• **Task instructions**: Repeat the listing from the line containing "Bonus question: Precisely where does the sandy" through the end, substituting "faraway building" for "distant building" and keeping everything else the same.

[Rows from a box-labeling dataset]
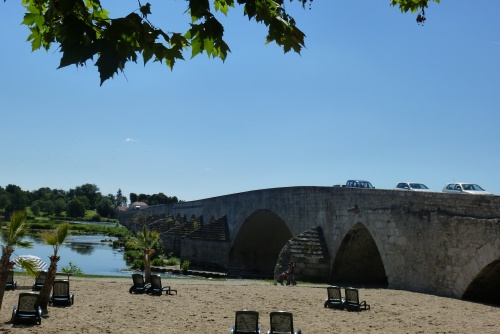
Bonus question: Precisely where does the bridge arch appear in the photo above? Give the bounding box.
[455,239,500,305]
[331,223,388,287]
[229,209,293,277]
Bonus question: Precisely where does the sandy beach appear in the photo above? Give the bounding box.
[0,277,500,334]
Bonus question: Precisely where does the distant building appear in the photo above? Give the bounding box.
[129,202,148,210]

• **Exercise answer**:
Bonus question: Precisely where does the sandy beach appear in the photo above? Give the bounding box.
[0,277,500,334]
Bonus question: Precisely where does the faraway building appear in the photo above? Give the bounding box.
[129,202,148,210]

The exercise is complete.